Collection entries:
* Begin *

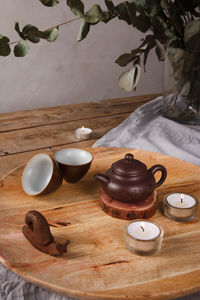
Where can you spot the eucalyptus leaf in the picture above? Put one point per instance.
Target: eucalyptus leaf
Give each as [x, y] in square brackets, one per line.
[83, 31]
[4, 46]
[96, 14]
[109, 4]
[128, 80]
[160, 51]
[125, 59]
[122, 13]
[17, 28]
[77, 7]
[22, 48]
[191, 29]
[49, 2]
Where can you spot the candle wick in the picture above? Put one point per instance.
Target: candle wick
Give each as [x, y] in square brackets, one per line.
[142, 228]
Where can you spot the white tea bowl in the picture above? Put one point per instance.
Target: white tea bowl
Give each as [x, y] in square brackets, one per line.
[74, 163]
[41, 175]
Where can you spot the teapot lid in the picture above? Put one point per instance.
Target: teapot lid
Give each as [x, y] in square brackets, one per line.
[129, 166]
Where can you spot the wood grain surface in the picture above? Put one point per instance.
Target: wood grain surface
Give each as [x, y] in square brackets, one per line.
[97, 265]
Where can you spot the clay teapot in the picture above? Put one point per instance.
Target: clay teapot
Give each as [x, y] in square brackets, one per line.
[129, 180]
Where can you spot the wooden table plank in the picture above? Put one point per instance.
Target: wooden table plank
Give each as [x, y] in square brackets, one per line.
[73, 112]
[55, 134]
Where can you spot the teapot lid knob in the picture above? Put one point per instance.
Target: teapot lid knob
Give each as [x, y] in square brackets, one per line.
[129, 156]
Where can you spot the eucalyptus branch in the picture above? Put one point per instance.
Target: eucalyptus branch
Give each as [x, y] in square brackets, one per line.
[61, 24]
[56, 26]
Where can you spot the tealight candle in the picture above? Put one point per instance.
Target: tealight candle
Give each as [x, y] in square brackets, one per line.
[180, 207]
[143, 237]
[83, 133]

* End *

Substitute "locate" for "spot" throughout the records above and write all of them out again with nothing else changed. Leave the pictures out.

FULL RESPONSE -
Where can you locate the eucalyptus leaf in the picture above? Put one point per instance.
Target: eucalyptus leaf
Give each as [x, y] in square brackets, one per line.
[83, 31]
[4, 46]
[96, 14]
[109, 4]
[128, 80]
[160, 51]
[125, 59]
[122, 13]
[17, 28]
[77, 7]
[22, 48]
[191, 29]
[49, 2]
Where can you locate the candle wick in the picture above? Put one point per instance.
Target: candle wick
Give each as [x, y] in square brackets, one per line.
[142, 228]
Where can you locate the white tea bowl in the picture above? Put one point per instance.
Target: white tea bowl
Give each as [x, y] in square brackets, one per line.
[74, 163]
[41, 175]
Where can you locate the teapot lid in the picture above? Put one point per instance.
Target: teapot lid
Give each as [x, y] in square brackets, one per line.
[129, 166]
Where can you locate the wood grain surface in the picture above? Put one point per instance.
Target: wood grain surface
Give each as [x, y] in square brackets, one per line.
[97, 265]
Where can you locate the clay teapot in the picture above? Put one point per instance.
Target: clay teapot
Give each as [x, y] in square brackets, one per line.
[129, 180]
Where can you locate the wooden table plank in the picture above? Put one point per instance.
Target: wooden table plank
Give each as [x, y] in square brackets, one per line.
[73, 112]
[55, 134]
Where can you locate the teapot lid knob in the picture above? Put one point per instance.
Target: teapot lid knob
Give each as [x, y] in square brackets, one per line.
[129, 156]
Where can you locate the eucalyptus branch in the picture above? Put one point per instance.
Target: eucalyptus branch
Give each as [x, y] in square brackets, one per line.
[61, 24]
[56, 26]
Where can you locate the tealight candle in the picture above? Put one point per instance.
Target: tealight candle
Give each as [x, y] in square brackets, one per line.
[180, 207]
[143, 237]
[83, 133]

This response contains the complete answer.